> TASK GOAL
Using the Rock the Nations text, answer these:
1. Who produced the album?
2. Who played all the bass parts on the recording?
3. How many stars did the AllMusic review give the album?

> EXCERPT
- Cover art by Paul R. Gregory

Studio album by Saxon
- Released: 15 September 1986
- Recorded: 1986
- Studio: Wisseloord (Hilversum)
- Genre: Heavy metal
- Length: 40:48
- Label: EMI
- Producer: Gary Lyons

Saxon chronology
| Innocence Is No Excuse (1985) | Rock the Nations (1986) | Destiny (1988) |

Singles from Rock the Nations
- "Waiting for the Night" Released: 18 August 1986; "Rock the Nations" Released: 27 October 1986; "Northern Lady" Released: January 1987;

= Rock the Nations =

Rock the Nations is the eighth studio album by English heavy metal band Saxon, released in September 1986.

==Album notes==
The album is the first not to feature original bassist Steve Dawson, who was fired from the band earlier in 1986. For the recording of this album, vocalist Biff Byford, who had incidentally begun his career as a singer/bassist, recorded all the bass parts in Dawson's place. However, Paul Johnson joined the band as bassist before the album was released and is therefore credited in the liner notes.

==Reception==

Rock the Nations received mixed reviews from critics. Eduardo Rivadavia of AllMusic gave the album two stars out of five and said in his review for the band's previous album Innocence Is No Excuse that "Saxon's internal chemistry was significantly unbalanced by the subsequent departure of key songwriter [Steve] Dawson -- a loss from which they would take years to fully recover." in his review for this album, he said that although the album was "graced with a somewhat rougher sound more in line with the band's New Wave of British Heavy Metal early years" it was still "arguably less heavy than its predecessor" and also criticised the songs "We Came Here to Rock", "Running Hot" and the title track for being "cliché-ridden" and "Waiting for the Night" and "Northern Lady" for being "unconvincingly sappy ballads", though he did regard "Party 'til You Puke" as being "good for a laugh" and also of interest for the guest appearance of Elton John. However, he concluded that the album is one that "the Saxon faithful would likely rather forget". Canadian journalist Martin Popoff found Rock The Nations "a little more full-bodied production-wise and less overtly metallic and by-the-book construction-wise" than Innocence Is No Excuse, "while still suffering for coasting on [Saxon]'s scant laurels".

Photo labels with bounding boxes
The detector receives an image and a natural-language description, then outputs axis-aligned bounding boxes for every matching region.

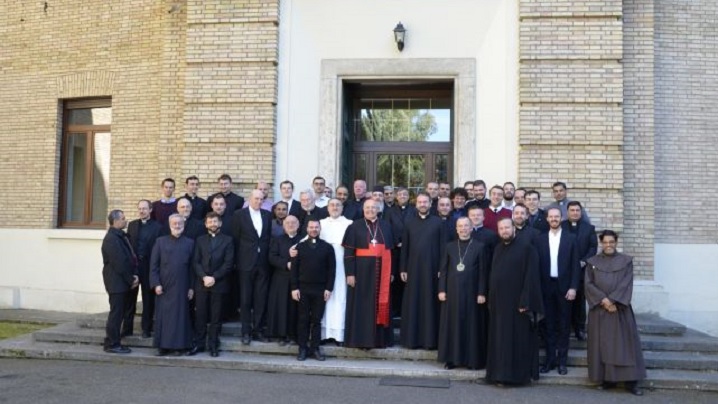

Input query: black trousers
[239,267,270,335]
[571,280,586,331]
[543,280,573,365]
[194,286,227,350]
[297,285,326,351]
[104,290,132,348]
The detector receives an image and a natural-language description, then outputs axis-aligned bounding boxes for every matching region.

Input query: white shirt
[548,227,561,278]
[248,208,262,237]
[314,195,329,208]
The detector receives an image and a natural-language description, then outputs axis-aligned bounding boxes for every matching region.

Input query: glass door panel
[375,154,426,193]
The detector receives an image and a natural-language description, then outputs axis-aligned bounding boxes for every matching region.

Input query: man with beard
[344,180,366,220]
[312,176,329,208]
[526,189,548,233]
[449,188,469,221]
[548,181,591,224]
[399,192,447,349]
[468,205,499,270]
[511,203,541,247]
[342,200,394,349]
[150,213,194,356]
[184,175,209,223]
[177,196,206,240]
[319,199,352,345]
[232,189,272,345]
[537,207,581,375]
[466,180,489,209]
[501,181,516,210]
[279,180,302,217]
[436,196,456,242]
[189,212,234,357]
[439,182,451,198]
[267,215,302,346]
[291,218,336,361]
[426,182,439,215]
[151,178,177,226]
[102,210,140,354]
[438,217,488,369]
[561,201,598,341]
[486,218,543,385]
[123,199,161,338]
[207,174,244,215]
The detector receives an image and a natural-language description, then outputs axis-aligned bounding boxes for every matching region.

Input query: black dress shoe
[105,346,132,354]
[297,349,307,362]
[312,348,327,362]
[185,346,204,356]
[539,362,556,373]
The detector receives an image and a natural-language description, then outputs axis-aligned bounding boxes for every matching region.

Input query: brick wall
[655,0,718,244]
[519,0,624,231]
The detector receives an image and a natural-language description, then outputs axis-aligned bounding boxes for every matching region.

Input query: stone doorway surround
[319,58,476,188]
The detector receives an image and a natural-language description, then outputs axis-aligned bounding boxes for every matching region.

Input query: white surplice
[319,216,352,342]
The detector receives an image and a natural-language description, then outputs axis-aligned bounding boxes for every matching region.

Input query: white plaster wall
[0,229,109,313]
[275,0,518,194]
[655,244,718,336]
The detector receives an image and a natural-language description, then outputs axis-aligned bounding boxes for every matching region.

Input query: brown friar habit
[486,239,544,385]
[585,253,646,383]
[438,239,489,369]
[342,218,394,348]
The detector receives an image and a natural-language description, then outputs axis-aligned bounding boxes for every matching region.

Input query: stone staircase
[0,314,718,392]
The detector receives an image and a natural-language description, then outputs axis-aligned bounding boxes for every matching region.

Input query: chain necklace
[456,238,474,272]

--

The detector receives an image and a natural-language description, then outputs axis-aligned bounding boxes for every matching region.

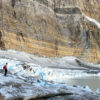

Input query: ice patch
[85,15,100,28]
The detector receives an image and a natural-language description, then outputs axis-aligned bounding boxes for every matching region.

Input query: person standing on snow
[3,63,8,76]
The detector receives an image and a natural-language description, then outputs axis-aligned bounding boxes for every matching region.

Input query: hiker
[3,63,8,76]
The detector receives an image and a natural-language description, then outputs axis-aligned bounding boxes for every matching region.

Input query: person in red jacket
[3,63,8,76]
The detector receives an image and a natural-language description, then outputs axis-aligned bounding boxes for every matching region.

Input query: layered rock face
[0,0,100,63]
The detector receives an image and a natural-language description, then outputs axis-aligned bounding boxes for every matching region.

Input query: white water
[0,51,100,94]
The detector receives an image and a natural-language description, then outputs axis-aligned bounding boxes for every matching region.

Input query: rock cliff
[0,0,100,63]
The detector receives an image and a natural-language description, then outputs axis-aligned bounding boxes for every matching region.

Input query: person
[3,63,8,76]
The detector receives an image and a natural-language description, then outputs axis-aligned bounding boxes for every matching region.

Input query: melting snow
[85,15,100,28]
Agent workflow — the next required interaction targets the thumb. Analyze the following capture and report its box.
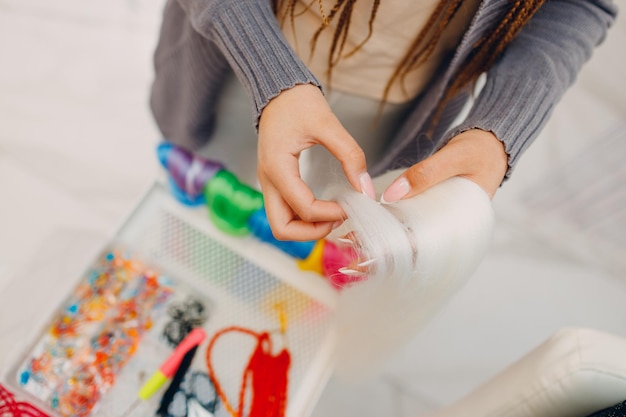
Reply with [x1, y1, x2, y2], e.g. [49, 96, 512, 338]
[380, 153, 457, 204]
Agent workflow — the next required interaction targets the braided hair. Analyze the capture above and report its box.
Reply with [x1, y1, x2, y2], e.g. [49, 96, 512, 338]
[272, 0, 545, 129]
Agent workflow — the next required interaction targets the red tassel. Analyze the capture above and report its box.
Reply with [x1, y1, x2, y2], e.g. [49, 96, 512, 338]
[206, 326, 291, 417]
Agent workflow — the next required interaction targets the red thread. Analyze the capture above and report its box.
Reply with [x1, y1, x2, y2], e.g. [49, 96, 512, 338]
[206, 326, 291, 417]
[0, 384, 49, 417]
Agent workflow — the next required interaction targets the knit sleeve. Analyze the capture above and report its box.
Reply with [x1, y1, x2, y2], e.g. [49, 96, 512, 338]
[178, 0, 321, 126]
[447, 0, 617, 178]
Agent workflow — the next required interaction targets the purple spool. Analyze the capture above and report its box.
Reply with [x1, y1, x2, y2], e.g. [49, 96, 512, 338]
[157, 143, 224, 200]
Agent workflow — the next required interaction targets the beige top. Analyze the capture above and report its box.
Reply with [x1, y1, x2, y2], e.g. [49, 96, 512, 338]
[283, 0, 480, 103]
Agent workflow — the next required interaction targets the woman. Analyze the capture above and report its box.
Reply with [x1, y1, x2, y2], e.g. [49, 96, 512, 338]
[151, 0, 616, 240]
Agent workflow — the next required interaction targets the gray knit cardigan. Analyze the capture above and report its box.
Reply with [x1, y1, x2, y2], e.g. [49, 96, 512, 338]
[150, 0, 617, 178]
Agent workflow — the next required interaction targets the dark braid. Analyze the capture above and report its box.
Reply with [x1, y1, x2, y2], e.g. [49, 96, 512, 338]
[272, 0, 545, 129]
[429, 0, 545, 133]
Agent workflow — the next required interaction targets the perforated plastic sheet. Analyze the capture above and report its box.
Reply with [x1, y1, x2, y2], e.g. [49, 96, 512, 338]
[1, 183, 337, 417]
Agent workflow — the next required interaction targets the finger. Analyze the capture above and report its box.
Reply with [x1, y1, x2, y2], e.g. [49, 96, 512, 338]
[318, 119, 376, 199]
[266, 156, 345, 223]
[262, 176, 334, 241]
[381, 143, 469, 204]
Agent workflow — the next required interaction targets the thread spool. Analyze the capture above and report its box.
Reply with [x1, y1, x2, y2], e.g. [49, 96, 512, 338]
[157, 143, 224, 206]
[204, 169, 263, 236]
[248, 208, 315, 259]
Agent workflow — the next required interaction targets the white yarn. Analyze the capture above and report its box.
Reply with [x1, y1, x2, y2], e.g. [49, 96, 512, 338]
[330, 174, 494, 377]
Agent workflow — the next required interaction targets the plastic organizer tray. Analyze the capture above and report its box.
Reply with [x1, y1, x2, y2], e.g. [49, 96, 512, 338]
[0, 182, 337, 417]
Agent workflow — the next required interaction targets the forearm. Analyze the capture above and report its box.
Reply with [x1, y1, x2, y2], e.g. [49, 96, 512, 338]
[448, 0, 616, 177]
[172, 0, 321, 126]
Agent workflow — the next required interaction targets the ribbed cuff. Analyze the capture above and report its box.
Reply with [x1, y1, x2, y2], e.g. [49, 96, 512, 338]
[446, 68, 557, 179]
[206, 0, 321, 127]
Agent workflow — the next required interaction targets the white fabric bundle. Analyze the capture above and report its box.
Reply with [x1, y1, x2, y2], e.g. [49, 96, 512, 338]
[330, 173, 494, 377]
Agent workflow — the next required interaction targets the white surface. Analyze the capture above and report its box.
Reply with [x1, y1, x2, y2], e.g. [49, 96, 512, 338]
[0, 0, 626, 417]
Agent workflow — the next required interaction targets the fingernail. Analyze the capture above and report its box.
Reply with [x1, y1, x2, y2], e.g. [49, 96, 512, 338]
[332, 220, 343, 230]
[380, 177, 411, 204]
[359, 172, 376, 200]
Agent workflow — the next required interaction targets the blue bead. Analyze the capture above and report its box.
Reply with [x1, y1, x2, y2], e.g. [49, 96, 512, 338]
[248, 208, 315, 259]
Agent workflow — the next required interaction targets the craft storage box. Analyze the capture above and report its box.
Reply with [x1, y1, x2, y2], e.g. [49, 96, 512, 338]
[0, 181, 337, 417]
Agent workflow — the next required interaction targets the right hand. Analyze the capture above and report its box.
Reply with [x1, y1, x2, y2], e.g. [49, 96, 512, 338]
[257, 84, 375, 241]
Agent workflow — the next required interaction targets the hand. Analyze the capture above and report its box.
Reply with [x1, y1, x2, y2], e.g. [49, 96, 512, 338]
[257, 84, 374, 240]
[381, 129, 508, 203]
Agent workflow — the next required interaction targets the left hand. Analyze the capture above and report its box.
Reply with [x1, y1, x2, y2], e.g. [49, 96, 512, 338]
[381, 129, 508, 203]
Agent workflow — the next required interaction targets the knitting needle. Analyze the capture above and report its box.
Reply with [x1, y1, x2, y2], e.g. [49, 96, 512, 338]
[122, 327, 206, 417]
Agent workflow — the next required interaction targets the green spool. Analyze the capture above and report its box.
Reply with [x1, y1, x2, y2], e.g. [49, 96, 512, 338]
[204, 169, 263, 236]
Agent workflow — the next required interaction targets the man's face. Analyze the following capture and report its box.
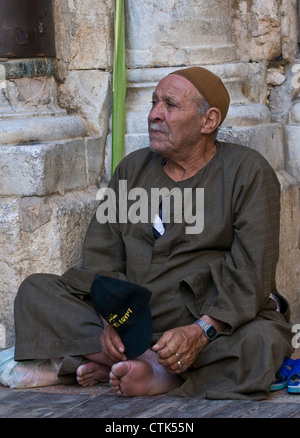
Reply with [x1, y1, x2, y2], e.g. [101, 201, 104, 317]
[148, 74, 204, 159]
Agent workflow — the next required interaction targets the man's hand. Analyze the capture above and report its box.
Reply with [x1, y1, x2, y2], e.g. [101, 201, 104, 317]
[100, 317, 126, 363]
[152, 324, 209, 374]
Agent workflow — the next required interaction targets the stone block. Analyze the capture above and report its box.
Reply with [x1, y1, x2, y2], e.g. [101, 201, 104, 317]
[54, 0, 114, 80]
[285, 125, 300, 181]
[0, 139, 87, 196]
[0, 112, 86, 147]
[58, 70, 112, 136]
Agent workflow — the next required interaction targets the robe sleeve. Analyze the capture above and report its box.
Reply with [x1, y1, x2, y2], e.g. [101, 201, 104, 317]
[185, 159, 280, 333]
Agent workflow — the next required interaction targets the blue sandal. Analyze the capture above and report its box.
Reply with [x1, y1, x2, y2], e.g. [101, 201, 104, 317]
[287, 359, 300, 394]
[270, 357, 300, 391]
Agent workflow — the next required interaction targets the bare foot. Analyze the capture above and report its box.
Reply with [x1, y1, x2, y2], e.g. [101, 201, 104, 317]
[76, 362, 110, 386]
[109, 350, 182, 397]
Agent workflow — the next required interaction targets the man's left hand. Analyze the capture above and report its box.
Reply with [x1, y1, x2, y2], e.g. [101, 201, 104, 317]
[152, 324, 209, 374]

> PROBLEM SOLUTION
1. Gary Lyons
2. Biff Byford
3. Two out of five